## Exercise task
Copy the listing below, switching every "Quickstart" to "Usage" and keeping all other text unchanged. Leave the pictures out of your copy.

Stored data entries
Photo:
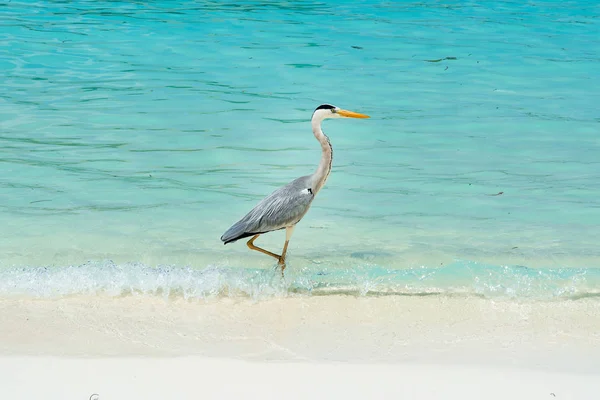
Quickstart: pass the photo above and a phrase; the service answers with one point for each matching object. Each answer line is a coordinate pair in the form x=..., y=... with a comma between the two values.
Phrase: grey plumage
x=282, y=208
x=286, y=206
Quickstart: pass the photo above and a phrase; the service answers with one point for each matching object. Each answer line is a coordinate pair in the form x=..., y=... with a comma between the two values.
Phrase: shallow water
x=132, y=136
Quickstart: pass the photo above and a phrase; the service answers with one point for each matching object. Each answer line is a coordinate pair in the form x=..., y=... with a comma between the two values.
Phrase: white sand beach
x=424, y=347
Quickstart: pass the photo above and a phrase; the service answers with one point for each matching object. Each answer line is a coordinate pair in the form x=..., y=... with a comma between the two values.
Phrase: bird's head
x=325, y=111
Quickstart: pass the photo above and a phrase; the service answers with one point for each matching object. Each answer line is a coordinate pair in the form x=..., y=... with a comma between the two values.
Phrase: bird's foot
x=281, y=264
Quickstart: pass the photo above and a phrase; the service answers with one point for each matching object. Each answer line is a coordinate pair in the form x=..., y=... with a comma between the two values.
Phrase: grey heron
x=286, y=206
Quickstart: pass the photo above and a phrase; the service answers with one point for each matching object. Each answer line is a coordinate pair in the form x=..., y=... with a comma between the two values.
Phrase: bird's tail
x=237, y=231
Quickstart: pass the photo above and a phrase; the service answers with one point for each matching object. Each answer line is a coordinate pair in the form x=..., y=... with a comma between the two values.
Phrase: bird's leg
x=288, y=235
x=253, y=247
x=282, y=258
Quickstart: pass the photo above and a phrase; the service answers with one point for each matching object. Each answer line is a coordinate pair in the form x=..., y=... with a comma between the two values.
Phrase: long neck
x=324, y=168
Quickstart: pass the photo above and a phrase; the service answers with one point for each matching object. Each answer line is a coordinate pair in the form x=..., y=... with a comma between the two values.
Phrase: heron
x=286, y=206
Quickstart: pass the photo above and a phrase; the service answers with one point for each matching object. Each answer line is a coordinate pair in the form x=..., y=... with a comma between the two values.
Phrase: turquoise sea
x=133, y=134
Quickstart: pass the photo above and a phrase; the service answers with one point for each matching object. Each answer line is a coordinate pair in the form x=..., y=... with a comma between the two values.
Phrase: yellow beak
x=351, y=114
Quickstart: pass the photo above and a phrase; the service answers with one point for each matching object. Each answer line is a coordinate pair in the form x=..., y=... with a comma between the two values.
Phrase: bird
x=286, y=206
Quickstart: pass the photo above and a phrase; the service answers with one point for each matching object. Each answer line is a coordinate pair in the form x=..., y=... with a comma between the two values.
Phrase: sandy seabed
x=421, y=347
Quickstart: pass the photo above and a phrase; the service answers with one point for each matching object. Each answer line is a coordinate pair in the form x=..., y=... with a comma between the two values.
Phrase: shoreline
x=299, y=347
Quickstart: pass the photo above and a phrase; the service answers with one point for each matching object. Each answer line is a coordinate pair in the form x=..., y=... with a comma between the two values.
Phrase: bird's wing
x=284, y=207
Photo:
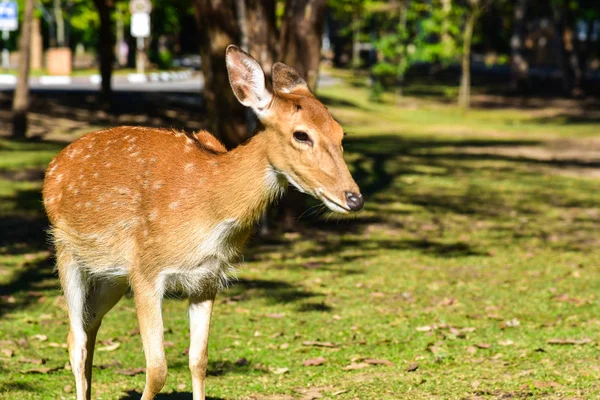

## Solution for this problem
Photo:
Usage: pass the photo above and a phrase; the service answers with one point for each matching object. Each answer line is a coordinate pair in the form x=..., y=... with a comma between the two values.
Phrase: grey plumage
x=282, y=208
x=286, y=206
Usage: pass the photo above and a phrase; the service answers with one point for each matching object. Each answer line is a coordinate pair in the form x=..., y=... with a comma between the two values.
Phrase: shallow water
x=132, y=136
Usage: pass the photo above and a phrase; the service answers with one point for each matching object. Each answer line is a coordinate pair in the form x=..., y=... with a comma between the two values.
Phrase: white sand beach
x=424, y=347
Usage: pass the photo above and a phrase; the service answers with one point for each matching object. Each answer line is a coordinate pair in the form x=..., y=... with a comma between the two values.
Phrase: bird's head
x=325, y=111
Usage: pass the photo above and a phrase; the service answers with one point for each matching object. Each answer line is a coordinate pair in the form x=..., y=... with a comma between the two values.
Phrase: bird's foot
x=281, y=264
Usage: pass the photo above and a phrase; the service answers with one point for each matching object. Each answer line is a coordinate pair in the form x=..., y=... with a comma between the two values.
Phrase: grey heron
x=286, y=206
Usage: pass the photo above and a phrase; the service answers with one point for each matching object. Each answer line is a coordinate pair in the form x=..., y=... with a comma between the two values.
Phrase: bird's tail
x=237, y=231
Usage: pass the photo above and a phrase; the service answers with one point for each matching object. Each answer line is a coordinate pair in the form x=..., y=... with a comma between the two values.
Phrase: bird's leg
x=288, y=235
x=253, y=247
x=282, y=258
Usage: pass the photo above and a phrase; the service answers with one point for each matching object. Each answer line is a coordinate pair in the form x=..., y=... with a comma between the two values.
Phrase: long neck
x=324, y=168
Usage: pass the photo above and a phrase; the service answers with one point for each matching object. Each answer line is a coordinate pair in the form x=..., y=... with a comma between the two values.
Phrase: heron
x=286, y=206
Usage: pass the photo above and a phrase; the service answers with one point for each matching object. Each answer line is a coordinate pair in the form x=..., y=... with a comma between the two values.
Phrase: turquoise sea
x=133, y=134
Usage: pass the photo above and a phrase; the service answers with one point for each matching object. Each answer line is a coordinate pair in the form x=..., y=... with a comma between the two values.
Phrase: yellow beak
x=351, y=114
Usage: pass the photo above and a phrase; the service answers with one point for each matching object. Each answer line is a coordinate pair in the form x=..., y=... with a comma between the two values.
Phrase: bird
x=286, y=206
Usage: pass the photo above and a phrase; the service answers with one point for each matching object. Each answer line is a coordinate pair in the form x=..., y=... with a comma between the two values.
Phrase: sandy seabed
x=421, y=347
Usage: pass the photo above and a phrase; the service answers with one point for each matching object. Each answer line is a coordinate pair in the form x=..., y=... with a comma between the two values.
Phrase: shoreline
x=299, y=347
Usage: pass the photo above and a phrase; the service answers with one point for each matching object. Each answer line is a coordinate pair in the form x=..., y=... with a comma between the two values.
Phrase: bird's wing
x=284, y=207
Photo:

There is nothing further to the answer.